# ASSIGNMENT
Set down the records again. Every word and mark must match exactly.

# EXERCISE MATERIAL
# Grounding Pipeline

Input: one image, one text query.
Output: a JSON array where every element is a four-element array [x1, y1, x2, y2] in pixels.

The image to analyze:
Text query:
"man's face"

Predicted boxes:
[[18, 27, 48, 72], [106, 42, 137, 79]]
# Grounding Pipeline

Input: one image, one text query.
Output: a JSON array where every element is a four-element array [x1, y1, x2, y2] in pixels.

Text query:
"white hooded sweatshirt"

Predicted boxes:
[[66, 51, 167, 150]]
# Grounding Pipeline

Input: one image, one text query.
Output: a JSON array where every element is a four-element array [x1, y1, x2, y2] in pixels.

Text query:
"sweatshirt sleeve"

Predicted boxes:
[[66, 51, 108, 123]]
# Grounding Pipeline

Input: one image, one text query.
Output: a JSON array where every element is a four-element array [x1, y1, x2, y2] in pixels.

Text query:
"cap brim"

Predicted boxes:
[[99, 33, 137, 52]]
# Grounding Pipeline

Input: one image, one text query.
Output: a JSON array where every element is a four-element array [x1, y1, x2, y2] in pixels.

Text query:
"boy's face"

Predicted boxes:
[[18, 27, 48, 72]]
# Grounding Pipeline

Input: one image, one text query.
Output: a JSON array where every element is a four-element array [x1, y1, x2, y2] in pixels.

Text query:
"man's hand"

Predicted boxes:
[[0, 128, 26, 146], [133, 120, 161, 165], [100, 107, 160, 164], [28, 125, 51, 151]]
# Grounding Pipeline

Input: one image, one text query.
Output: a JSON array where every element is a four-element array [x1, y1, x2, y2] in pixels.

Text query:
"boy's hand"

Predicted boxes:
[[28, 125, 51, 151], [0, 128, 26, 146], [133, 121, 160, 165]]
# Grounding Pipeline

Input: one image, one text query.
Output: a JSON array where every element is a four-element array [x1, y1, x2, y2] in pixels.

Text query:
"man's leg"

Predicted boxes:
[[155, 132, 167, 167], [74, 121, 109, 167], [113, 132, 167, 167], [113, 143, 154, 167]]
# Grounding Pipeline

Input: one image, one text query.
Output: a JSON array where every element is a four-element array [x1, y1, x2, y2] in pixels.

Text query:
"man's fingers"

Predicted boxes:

# EXPECTED ANSWER
# Grounding Pipeline

Input: one image, one text query.
Output: a JSON array where every element is a four-element array [x1, y1, x2, y2] in pixels.

The image to analyze:
Text query:
"man's face"

Predicted boxes:
[[18, 27, 48, 72], [106, 42, 137, 79]]
# Grounding Pipeline

Input: one image, one text query.
Output: a JSON array where every element is a four-element array [x1, y1, x2, y2] in pixels.

Text query:
"white hooded sweatshirt"

Predicted boxes:
[[66, 51, 167, 150]]
# Grounding Pipeline

Input: one image, one text query.
Output: a JSON array where every element is a four-element array [x1, y1, x2, y2] in pixels.

Text query:
"sweatshirt sleeve"

Predicted boxes:
[[66, 51, 108, 123]]
# Grounding Pipeline

Input: one image, one text query.
Output: a JSON array where every element is a four-element array [x1, y1, x2, y2] in pixels.

Text query:
"cap brim"

Predicted boxes:
[[99, 33, 137, 52]]
# Grounding Pipeline

Input: one image, one text query.
Output: a JSON array where every element is a four-element array [x1, y1, x2, y2] in pixels.

Text query:
"boy's face"

Predicted boxes:
[[18, 27, 48, 72]]
# Grounding Pipeline

Input: one image, one text query.
Output: a JSON array where every element is a four-element array [x1, y1, x2, y2] in pixels.

Text query:
"man's hand"

Predicted boxes:
[[0, 128, 26, 146], [133, 120, 161, 165], [100, 107, 160, 164], [28, 125, 51, 151]]
# Grounding Pipeline

Input: one image, one text query.
Output: a JSON array where every element is a four-element array [x1, y1, x2, y2] in pixels.

Text query:
"boy's hand"

Predicted boxes:
[[28, 125, 51, 151], [0, 128, 26, 146], [133, 121, 160, 165]]
# Grounding Pipeline

Input: one image, one text query.
Output: a JSON array where every element is a four-element array [x1, y1, x2, y2] in pixels.

Text query:
"man's leg"

Predicted boxes:
[[155, 132, 167, 167], [74, 121, 109, 167], [113, 132, 167, 167], [113, 143, 154, 167]]
# Grounding Pipeline

Input: one image, one text query.
Output: a JSON array where every element is a four-element array [x1, y1, x2, y2] in pixels.

Text query:
"man's fingers"

Predicted boxes:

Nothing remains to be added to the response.